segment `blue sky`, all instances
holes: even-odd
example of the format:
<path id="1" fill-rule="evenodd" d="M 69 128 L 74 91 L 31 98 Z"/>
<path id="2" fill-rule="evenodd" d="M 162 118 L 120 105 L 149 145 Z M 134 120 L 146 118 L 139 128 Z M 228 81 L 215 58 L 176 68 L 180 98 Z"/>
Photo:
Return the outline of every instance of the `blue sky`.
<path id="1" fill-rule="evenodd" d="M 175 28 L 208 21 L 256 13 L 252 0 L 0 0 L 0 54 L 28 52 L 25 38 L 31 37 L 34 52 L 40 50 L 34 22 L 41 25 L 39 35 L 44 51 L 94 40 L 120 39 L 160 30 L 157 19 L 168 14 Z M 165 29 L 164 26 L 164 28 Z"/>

- **Required task**: Convert the data above into a numbered list, leaving out any blank lines.

- **Solution to this problem**:
1. segment `blue sky`, all instances
2. holes: even-odd
3. example of the format:
4. <path id="1" fill-rule="evenodd" d="M 69 128 L 74 91 L 31 98 Z"/>
5. <path id="2" fill-rule="evenodd" d="M 162 118 L 120 105 L 149 145 Z M 134 120 L 146 118 L 139 128 Z M 228 81 L 215 58 L 176 68 L 180 98 Z"/>
6. Photo:
7. Return the outline of every instance of the `blue sky`.
8. <path id="1" fill-rule="evenodd" d="M 175 28 L 208 21 L 256 13 L 252 0 L 0 0 L 0 54 L 28 52 L 25 38 L 31 37 L 34 52 L 40 50 L 34 22 L 41 25 L 39 35 L 44 51 L 94 40 L 120 39 L 160 30 L 157 19 L 168 14 Z M 165 29 L 164 26 L 164 28 Z"/>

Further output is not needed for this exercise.